[Entries taken from a collection]
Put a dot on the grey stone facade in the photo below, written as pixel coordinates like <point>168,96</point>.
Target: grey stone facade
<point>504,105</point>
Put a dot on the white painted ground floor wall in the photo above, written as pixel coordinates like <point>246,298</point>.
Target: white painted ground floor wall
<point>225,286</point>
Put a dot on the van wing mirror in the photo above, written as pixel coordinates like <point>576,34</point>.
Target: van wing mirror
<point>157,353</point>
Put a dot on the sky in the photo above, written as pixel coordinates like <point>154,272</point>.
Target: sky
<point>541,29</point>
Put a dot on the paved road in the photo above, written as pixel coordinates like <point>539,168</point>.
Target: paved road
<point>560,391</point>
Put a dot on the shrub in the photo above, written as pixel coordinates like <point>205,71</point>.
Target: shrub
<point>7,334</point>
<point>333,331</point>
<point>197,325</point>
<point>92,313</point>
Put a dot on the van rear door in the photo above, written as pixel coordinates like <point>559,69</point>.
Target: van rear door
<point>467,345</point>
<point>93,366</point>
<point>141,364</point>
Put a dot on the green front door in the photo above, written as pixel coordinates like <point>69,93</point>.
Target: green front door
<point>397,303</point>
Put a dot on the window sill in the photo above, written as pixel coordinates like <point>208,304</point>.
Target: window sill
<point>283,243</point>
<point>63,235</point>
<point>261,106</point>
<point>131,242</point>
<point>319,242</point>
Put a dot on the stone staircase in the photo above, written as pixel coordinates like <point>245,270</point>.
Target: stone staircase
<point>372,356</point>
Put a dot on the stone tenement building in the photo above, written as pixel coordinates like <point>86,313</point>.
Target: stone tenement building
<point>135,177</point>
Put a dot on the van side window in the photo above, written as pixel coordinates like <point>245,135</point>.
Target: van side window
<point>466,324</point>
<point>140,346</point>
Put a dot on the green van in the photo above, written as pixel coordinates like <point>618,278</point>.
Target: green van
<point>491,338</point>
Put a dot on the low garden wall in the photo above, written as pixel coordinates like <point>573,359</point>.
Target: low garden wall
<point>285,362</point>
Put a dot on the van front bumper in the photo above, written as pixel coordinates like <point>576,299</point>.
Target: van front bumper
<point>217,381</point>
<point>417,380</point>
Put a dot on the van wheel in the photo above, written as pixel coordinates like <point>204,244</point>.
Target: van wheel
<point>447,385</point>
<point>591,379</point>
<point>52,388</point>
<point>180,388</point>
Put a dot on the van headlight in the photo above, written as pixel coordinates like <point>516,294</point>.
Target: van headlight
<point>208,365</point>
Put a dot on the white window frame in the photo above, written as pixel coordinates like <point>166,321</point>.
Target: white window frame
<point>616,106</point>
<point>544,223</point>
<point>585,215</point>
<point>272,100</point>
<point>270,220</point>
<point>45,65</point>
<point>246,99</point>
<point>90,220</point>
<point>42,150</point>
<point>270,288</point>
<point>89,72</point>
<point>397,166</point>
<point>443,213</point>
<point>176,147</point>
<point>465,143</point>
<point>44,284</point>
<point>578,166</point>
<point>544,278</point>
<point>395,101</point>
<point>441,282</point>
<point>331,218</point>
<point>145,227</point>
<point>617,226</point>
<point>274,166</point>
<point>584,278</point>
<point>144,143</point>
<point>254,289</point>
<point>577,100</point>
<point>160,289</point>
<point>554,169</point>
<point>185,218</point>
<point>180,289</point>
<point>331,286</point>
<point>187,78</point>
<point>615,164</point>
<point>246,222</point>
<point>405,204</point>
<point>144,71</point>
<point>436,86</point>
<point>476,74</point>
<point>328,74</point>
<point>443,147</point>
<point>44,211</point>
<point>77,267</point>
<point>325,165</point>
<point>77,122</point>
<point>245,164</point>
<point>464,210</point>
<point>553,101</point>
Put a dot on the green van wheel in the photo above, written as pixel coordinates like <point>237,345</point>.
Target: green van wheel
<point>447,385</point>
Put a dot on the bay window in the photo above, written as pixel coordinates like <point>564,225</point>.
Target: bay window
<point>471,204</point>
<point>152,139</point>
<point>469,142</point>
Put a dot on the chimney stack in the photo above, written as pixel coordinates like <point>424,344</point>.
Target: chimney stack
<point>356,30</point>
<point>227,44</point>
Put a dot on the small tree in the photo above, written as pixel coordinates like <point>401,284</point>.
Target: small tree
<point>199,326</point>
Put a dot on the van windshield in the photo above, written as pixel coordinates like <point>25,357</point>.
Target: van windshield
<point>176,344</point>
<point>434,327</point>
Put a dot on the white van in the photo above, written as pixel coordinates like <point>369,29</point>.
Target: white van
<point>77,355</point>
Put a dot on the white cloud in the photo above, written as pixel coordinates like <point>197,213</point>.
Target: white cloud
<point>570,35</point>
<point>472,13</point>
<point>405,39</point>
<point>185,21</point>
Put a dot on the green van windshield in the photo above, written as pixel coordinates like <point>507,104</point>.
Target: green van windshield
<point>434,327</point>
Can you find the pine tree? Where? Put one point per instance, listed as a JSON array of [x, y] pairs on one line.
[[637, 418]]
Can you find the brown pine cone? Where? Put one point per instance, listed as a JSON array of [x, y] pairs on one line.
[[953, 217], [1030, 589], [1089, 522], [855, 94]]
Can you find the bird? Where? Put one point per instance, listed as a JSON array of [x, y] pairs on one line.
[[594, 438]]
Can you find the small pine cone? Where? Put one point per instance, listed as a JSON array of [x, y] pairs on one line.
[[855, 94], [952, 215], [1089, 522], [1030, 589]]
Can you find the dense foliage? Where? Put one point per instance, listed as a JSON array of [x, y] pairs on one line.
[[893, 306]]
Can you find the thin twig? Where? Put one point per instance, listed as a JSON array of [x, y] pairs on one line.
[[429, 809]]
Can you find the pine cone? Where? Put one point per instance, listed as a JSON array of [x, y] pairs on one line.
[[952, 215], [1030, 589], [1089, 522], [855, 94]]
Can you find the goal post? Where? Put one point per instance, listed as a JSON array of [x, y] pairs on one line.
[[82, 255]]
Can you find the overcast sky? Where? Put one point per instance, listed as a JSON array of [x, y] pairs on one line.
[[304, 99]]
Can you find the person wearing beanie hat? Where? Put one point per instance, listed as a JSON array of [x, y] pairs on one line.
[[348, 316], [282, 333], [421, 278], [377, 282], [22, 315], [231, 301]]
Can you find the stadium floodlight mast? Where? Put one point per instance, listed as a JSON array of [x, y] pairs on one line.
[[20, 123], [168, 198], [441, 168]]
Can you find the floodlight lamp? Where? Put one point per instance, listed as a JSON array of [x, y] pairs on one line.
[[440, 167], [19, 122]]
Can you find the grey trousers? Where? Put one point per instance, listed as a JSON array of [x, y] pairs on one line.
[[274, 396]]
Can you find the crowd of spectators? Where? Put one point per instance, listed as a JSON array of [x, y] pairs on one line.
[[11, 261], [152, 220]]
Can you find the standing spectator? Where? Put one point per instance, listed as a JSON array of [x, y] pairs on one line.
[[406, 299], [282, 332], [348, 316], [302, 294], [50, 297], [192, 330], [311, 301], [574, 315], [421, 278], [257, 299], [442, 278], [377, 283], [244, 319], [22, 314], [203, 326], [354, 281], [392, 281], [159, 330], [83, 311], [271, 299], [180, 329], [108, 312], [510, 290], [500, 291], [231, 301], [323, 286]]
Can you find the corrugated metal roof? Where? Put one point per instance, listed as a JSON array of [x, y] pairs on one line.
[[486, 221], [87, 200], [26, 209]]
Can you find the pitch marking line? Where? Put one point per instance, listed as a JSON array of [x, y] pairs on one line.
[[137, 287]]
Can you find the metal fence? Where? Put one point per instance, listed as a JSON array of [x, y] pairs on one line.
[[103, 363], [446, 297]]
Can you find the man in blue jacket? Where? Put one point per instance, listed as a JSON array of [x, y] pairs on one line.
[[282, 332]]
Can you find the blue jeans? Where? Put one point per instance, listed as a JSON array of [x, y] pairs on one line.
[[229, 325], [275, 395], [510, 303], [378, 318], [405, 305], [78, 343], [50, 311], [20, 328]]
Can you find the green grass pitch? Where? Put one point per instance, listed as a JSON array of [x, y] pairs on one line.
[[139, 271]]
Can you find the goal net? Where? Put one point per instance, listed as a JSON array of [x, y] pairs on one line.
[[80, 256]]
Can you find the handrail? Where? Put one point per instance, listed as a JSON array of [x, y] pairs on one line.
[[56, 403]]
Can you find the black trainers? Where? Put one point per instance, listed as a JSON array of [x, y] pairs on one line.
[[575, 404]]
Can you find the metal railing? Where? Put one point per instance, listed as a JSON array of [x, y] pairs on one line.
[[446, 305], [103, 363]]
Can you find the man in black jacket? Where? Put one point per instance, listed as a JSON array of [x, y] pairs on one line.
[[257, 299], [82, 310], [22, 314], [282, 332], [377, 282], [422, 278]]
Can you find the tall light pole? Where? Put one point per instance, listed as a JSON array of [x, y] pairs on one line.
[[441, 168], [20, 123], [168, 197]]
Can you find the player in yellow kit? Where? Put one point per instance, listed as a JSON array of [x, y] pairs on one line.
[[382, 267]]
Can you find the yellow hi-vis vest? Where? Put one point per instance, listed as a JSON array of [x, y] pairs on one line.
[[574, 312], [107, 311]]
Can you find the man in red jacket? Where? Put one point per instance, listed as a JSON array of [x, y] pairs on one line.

> WHAT THE TASK ASKS: Once you find the line with "Put a dot on the low" above, print it and every line after it up to and including the line with "Put a dot on the green van wheel", exactly as written and nothing else.

> ANSWER SECTION:
Put a dot on the low garden wall in the photo above, written as pixel coordinates like <point>573,359</point>.
Target: low garden wall
<point>285,362</point>
Put a dot on the van front bumper in the photo above, written as pixel coordinates like <point>576,299</point>.
Target: van front bumper
<point>217,381</point>
<point>417,380</point>
Put a dot on the van wheel in the photo above, written as pixel coordinates like <point>204,244</point>.
Target: van wheel
<point>447,385</point>
<point>591,379</point>
<point>52,388</point>
<point>180,388</point>
Put a dot on the van headlight in the photo above, written as pixel coordinates like <point>516,294</point>.
Target: van headlight
<point>208,365</point>
Put a dot on the white window frame in the photo above, written as pixel coordinates like <point>166,321</point>.
Target: white window frame
<point>616,106</point>
<point>544,223</point>
<point>585,215</point>
<point>272,100</point>
<point>270,220</point>
<point>45,65</point>
<point>246,99</point>
<point>90,220</point>
<point>42,150</point>
<point>270,288</point>
<point>89,72</point>
<point>397,166</point>
<point>443,213</point>
<point>176,147</point>
<point>465,143</point>
<point>44,284</point>
<point>578,166</point>
<point>544,278</point>
<point>395,101</point>
<point>441,282</point>
<point>331,218</point>
<point>145,227</point>
<point>617,226</point>
<point>274,166</point>
<point>584,278</point>
<point>144,143</point>
<point>254,289</point>
<point>577,100</point>
<point>160,289</point>
<point>554,169</point>
<point>185,218</point>
<point>180,289</point>
<point>331,286</point>
<point>187,78</point>
<point>615,164</point>
<point>246,222</point>
<point>405,204</point>
<point>144,71</point>
<point>436,86</point>
<point>476,74</point>
<point>328,74</point>
<point>443,147</point>
<point>44,211</point>
<point>77,267</point>
<point>325,165</point>
<point>77,122</point>
<point>245,164</point>
<point>464,210</point>
<point>553,101</point>
Put a dot on the green van wheel in the photo above, written as pixel coordinates like <point>237,345</point>.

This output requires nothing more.